| Data excerpts |
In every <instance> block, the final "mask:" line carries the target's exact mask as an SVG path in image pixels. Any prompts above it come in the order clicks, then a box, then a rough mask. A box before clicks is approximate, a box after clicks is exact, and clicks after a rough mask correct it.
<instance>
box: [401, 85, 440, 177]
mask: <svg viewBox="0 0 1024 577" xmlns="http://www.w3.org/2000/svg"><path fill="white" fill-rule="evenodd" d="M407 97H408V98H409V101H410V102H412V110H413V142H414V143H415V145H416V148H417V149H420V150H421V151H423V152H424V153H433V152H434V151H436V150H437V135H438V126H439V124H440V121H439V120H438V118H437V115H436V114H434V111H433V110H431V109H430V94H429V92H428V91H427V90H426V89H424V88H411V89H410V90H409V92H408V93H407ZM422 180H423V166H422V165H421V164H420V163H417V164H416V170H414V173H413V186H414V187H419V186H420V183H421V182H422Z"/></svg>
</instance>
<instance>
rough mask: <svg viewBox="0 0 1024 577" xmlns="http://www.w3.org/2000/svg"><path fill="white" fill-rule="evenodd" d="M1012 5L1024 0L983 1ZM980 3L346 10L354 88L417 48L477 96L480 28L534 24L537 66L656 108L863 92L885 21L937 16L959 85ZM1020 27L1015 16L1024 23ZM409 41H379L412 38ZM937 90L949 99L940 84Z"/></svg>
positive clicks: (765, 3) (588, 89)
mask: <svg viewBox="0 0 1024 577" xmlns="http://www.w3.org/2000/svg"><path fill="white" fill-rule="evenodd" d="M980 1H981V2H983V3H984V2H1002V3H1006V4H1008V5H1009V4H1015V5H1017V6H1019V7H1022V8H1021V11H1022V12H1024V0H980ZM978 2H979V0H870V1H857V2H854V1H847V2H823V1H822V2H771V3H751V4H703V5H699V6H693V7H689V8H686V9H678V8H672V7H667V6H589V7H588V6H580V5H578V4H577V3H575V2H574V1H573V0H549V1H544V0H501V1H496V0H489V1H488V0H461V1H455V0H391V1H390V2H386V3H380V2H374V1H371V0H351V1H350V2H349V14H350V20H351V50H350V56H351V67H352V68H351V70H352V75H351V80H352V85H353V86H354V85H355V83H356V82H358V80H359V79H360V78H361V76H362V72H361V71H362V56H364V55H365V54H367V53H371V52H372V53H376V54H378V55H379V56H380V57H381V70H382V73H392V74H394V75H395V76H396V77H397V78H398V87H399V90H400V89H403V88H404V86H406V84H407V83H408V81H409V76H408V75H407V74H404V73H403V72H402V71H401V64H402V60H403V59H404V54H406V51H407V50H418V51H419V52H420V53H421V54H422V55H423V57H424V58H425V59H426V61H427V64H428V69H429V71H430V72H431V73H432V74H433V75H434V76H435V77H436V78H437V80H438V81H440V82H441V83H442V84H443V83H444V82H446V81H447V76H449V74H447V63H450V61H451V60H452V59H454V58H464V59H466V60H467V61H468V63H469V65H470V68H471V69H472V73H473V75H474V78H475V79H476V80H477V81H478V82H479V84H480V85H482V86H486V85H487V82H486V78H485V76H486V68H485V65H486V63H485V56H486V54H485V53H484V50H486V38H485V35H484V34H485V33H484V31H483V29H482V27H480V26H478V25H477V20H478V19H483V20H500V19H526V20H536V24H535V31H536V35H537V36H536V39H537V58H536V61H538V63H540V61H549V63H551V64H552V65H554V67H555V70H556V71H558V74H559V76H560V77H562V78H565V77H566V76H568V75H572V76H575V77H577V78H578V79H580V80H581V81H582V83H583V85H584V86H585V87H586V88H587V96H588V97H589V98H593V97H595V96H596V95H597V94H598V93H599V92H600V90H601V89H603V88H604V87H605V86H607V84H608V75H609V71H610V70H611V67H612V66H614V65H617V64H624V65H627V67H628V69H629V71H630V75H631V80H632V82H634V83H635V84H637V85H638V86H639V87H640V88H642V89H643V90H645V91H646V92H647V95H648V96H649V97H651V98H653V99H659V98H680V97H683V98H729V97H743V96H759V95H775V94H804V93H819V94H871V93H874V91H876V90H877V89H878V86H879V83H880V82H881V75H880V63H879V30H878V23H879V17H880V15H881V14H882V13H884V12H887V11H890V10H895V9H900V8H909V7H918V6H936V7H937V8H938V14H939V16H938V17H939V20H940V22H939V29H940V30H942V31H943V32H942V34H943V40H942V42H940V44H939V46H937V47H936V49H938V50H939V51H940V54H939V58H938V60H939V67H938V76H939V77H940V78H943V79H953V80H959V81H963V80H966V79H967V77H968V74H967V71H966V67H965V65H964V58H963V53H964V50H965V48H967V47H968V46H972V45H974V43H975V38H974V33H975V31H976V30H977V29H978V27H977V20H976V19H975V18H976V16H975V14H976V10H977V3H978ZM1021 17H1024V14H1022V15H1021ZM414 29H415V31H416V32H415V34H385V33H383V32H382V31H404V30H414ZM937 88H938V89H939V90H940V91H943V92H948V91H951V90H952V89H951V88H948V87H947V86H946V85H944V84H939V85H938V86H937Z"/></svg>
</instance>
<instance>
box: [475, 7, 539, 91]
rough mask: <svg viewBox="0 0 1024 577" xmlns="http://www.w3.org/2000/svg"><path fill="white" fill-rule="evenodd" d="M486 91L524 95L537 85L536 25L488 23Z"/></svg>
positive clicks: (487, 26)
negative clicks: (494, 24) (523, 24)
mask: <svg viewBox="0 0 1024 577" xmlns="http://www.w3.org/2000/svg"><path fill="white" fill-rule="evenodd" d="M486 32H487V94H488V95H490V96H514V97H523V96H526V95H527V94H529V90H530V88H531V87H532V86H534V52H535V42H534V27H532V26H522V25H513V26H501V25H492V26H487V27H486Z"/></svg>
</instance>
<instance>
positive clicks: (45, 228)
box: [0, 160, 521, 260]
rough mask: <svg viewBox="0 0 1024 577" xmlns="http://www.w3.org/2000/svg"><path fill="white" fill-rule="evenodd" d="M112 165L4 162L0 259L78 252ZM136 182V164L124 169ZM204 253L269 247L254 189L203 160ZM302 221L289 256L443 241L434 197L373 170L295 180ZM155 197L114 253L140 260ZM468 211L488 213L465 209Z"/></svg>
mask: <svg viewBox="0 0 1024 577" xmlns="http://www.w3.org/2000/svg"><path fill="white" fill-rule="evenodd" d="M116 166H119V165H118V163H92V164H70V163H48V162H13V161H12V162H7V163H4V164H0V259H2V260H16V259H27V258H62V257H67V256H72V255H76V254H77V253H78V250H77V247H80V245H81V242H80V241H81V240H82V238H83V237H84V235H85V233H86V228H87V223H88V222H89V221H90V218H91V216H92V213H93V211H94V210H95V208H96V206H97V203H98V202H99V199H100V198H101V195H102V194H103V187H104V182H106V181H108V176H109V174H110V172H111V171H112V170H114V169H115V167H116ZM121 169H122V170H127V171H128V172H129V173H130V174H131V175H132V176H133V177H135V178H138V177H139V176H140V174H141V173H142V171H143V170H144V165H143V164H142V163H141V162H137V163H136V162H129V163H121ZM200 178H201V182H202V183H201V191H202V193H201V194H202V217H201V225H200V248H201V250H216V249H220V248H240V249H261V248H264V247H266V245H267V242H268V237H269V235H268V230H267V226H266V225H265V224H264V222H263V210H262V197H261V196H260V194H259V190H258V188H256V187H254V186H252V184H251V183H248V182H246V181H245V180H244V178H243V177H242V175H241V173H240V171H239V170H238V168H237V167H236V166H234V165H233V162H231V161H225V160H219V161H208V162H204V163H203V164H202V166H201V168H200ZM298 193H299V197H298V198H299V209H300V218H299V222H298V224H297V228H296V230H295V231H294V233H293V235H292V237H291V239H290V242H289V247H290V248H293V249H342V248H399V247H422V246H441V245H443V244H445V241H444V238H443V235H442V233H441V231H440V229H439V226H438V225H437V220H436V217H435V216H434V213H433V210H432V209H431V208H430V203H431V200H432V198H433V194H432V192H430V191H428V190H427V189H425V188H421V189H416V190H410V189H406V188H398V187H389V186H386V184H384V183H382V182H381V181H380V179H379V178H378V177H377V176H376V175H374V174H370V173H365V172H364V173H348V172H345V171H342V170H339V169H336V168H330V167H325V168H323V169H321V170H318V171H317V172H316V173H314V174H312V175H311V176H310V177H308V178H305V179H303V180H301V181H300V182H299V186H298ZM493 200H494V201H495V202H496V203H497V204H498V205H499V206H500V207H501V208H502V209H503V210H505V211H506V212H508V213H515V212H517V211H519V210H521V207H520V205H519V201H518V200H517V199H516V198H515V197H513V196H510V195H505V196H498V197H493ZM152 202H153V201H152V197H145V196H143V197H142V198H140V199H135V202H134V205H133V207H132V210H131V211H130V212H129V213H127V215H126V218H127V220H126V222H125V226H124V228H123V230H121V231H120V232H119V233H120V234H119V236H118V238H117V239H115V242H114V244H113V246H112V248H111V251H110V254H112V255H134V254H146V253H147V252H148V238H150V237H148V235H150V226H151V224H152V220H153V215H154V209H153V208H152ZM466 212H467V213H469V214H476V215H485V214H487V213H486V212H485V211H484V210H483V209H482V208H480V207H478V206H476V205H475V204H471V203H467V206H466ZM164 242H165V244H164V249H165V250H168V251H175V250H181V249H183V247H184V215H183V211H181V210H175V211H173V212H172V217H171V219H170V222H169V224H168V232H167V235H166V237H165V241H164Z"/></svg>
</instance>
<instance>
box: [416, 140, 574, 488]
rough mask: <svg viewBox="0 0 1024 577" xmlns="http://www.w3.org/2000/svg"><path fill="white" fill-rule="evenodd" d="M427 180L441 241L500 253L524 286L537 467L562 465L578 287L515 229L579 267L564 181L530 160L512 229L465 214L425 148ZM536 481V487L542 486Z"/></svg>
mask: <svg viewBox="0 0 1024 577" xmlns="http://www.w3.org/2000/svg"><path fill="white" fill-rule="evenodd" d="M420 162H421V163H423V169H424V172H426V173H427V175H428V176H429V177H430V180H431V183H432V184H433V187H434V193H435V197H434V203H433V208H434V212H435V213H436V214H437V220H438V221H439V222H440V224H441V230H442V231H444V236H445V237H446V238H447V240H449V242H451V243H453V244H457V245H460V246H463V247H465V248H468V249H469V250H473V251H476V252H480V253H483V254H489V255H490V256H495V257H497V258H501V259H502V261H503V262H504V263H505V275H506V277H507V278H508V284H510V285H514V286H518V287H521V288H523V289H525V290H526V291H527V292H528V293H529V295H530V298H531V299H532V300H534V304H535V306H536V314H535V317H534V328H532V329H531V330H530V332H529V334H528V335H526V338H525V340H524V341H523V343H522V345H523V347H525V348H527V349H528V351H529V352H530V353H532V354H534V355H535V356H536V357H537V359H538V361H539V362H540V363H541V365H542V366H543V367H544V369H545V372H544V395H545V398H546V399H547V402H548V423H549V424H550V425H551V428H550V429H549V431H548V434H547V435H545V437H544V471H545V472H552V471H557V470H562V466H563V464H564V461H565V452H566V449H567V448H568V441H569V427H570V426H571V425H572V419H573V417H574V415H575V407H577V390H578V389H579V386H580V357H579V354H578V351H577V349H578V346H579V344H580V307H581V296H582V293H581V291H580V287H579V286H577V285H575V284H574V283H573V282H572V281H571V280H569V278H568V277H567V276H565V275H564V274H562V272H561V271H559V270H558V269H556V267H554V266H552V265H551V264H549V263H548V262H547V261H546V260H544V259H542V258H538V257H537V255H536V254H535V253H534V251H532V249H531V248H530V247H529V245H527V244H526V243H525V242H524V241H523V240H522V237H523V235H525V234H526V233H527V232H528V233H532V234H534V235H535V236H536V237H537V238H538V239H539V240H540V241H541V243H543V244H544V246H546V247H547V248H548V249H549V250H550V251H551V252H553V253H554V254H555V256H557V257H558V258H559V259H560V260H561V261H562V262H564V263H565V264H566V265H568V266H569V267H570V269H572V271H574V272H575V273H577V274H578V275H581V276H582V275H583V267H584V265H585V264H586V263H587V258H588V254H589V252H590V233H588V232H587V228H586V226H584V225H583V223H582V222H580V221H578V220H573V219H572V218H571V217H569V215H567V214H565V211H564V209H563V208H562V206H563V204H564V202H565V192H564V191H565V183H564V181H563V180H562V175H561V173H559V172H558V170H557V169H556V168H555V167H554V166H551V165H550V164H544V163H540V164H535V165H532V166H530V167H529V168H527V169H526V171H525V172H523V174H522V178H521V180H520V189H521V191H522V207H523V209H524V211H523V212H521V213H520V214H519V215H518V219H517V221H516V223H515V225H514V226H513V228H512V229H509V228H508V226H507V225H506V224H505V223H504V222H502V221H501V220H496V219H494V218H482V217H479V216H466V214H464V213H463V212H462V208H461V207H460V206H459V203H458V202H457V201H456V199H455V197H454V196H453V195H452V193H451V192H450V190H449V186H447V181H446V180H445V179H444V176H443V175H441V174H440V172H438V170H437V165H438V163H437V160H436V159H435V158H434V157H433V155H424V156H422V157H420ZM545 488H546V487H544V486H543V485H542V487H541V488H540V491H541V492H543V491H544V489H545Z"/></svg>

| Description of the task |
Reproduce the records word for word, starting at their first line and ending with the line that contains "box: [401, 85, 440, 177]".

| Solution for this exercise |
In every <instance> block, the final "mask:" line carries the target's exact mask as an SVG path in image pixels. Any prompts above it come in the order clicks, then a box, then a rough mask. A box before clicks is approximate, a box after clicks is exact, and clicks after a rough mask correct it.
<instance>
box: [401, 85, 440, 177]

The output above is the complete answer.